Pandémie de coronavirusQuand le Covid fait «vieillir» le cerveau
Une étude britannique a montré qu’une infection peut entraîner une perte de matière grise. On ne sait pas si ces lésions sont irréversibles.

Le SARS-CoV-2, le virus à l’origine du Covid-19, n’a pas encore dévoilé tous ses mystères. On savait qu’il pouvait notamment entraîner des atteintes respiratoires et cardiovasculaires ainsi que l’anosmie (perte de l’odorat).
De plus en plus d’études sont venues ajouter des symptômes à la liste des troubles neurologiques et neuropsychologiques. La dernière en date établit même clairement qu’une infection au Covid-19 peut causer des dommages au cerveau et équivaloir, pour cet organe, à une année de vieillissement…
Biais lié à l’âge?
Dans cette étude britannique, parue dans la revue «Nature» en mars, les chercheurs ont comparé les imageries cérébrales (IRM) d’une cohorte de 785 personnes âgées de 51 à 81 ans, atteintes ou non par le Covid – 401 personnes ont été testées positives au Covid-19. Ils ont étudié les IRM prises il y a plusieurs années avec une nouvelle série d’imageries.
Résultat: par rapport au groupe de contrôle regroupant des sujets n’ayant jamais contracté le Covid, ceux qui ont été infectés ont perdu de 0,2 à 2% de tissus cérébraux, notamment dans les régions liées à l’odorat et à la mémoire. L’être humain perdant naturellement environ 0,2% de matière grise dans ces régions en raison du vieillissement, une infection au SARS-CoV-2 équivaudrait ainsi, pour certains, à un an de vieillissement.
La grande majorité des «sujets» infectés n’ayant pas souffert de formes graves – quinze personnes ont été hospitalisées –, les résultats révèlent également que même une forme légère de la maladie peut avoir un effet sur le cerveau.
«On sait que les régions du cerveau étudiées dans cette recherche présentent une vulnérabilité liée à l’âge.»
Pour Frédéric Assal, responsable de l’Unité de neurologie générale et cognitive au Département des neurosciences cliniques des Hôpitaux universitaires de Genève (HUG), la grande force de cette étude réside dans le «très grand nombre» de participants ainsi que sa capacité à établir un lien de cause à effet grâce à la comparaison d’IRM avant et après l’infection.

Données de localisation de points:
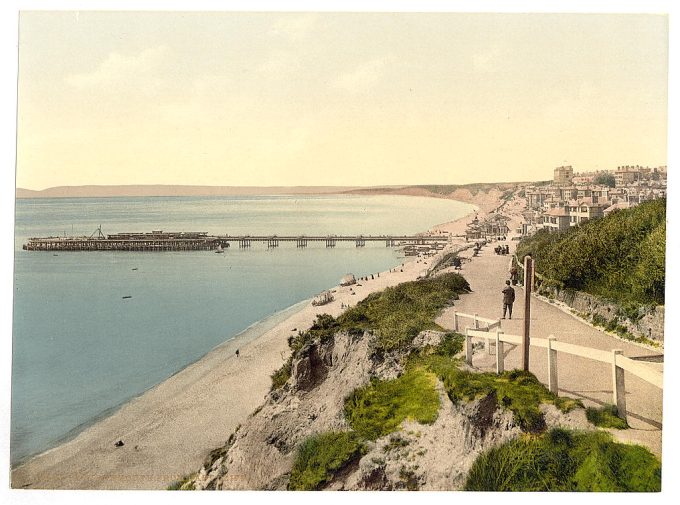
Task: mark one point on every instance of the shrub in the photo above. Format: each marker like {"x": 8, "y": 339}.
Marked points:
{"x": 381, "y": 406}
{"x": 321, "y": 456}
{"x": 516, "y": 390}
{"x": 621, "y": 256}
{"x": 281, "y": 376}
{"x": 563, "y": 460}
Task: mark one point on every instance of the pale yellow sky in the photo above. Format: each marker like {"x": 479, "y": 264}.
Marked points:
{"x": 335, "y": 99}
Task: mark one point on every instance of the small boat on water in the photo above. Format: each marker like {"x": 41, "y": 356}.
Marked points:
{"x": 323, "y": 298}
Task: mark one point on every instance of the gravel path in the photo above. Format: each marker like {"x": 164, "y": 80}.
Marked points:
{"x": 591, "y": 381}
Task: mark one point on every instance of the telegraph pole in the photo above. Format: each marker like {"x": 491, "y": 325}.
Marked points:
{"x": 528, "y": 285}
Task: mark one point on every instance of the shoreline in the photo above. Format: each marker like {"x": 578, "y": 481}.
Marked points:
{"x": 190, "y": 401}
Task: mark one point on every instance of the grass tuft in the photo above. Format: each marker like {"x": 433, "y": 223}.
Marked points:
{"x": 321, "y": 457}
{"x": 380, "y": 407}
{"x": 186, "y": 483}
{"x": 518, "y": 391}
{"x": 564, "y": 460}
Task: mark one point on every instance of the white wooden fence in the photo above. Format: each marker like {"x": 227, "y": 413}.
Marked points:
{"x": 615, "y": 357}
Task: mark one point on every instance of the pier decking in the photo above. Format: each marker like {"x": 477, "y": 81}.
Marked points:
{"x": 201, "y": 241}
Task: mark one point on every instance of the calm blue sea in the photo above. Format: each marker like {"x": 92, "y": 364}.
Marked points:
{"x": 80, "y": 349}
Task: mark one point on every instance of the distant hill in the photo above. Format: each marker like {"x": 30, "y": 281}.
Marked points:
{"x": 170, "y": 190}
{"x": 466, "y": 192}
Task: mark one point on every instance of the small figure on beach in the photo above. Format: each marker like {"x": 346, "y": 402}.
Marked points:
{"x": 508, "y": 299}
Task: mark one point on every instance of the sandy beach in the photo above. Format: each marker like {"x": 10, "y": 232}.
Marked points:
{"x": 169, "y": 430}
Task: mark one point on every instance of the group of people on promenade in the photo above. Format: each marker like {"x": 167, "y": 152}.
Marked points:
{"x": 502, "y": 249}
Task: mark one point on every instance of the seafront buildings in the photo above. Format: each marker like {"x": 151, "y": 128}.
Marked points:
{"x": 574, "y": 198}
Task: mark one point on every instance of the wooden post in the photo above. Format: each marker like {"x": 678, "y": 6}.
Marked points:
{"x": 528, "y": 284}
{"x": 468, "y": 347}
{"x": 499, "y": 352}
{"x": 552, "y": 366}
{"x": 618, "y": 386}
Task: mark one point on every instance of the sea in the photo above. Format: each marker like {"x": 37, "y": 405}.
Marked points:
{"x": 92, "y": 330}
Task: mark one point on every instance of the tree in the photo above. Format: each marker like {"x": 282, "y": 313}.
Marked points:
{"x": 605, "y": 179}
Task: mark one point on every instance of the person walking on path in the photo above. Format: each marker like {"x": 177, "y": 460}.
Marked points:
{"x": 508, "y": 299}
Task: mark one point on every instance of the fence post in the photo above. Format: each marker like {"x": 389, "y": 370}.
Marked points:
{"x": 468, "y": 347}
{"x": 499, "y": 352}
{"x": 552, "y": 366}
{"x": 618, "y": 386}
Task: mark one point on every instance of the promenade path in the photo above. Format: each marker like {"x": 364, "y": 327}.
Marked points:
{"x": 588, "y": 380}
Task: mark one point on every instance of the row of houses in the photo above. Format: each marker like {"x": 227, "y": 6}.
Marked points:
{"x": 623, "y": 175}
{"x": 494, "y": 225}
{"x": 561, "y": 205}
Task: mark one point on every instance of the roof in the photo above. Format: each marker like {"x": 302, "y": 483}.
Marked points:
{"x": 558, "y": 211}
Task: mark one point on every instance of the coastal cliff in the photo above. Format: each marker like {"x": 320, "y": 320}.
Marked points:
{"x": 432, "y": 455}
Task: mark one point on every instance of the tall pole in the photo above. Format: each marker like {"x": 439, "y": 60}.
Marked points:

_Consignes_
1: Dans l'article sur le Covid et le cerveau, relevez les atteintes que l'on savait déjà pouvoir être entraînées par le SARS-CoV-2 avant les études neurologiques.
2: Poursuivez l'article sur le Covid et le cerveau à partir de sa dernière phrase.
Ces lignes n'ont aucun rapport avec l'article sur le Covid et le cerveau.

_Corrigé_
1:
- atteintes respiratoires
- atteintes cardiovasculaires
- anosmie (perte de l'odorat)

2:
«Il est relativement rare de bénéficier d’une telle banque de données.» Mais cet enthousiasme ne l’empêche pas de prôner une certaine prudence. Il relève notamment un possible biais lié à l’âge des participants. «On sait que les régions du cerveau étudiées dans cette recherche présentent une vulnérabilité liée à l’âge. Plusieurs autres études formulent l’hypothèse que le virus, de par la réaction inflammatoire qu’il entraîne, pourrait accélérer les processus dégénératifs comme la maladie d’Alzheimer. Il donnerait ainsi un coup d’accélérateur à une vulnérabilité sous-jacente. Il faudrait donc inclure dans l’étude britannique des sujets plus jeunes pour voir si leur cerveau est altéré de la même manière que les participants plus âgés.»
Lésions irréversibles?
D’autres questions restent en suspens. L’étude britannique ne permet pas de savoir si ces lésions sont irréversibles. «La majorité des personnes atteintes d’anosmie récupèrent avec le temps, tout comme les patients souffrant de Covid long, relève Frédéric Assal. Il faudrait analyser si les zones du cerveau atteintes se sont régénérées chez ceux qui ont récupéré.» L’étude ne permet pas non plus de déterminer quels mécanismes sont impliqués dans ces atteintes cérébrales.
C’est justement l’un des objectifs d’une autre recherche en cours, Covid-COG, conduite par les HUG avec le Pr Frédéric Assal et la Pre Julie Péron, de la Faculté de psychologie de l’Université de Genève.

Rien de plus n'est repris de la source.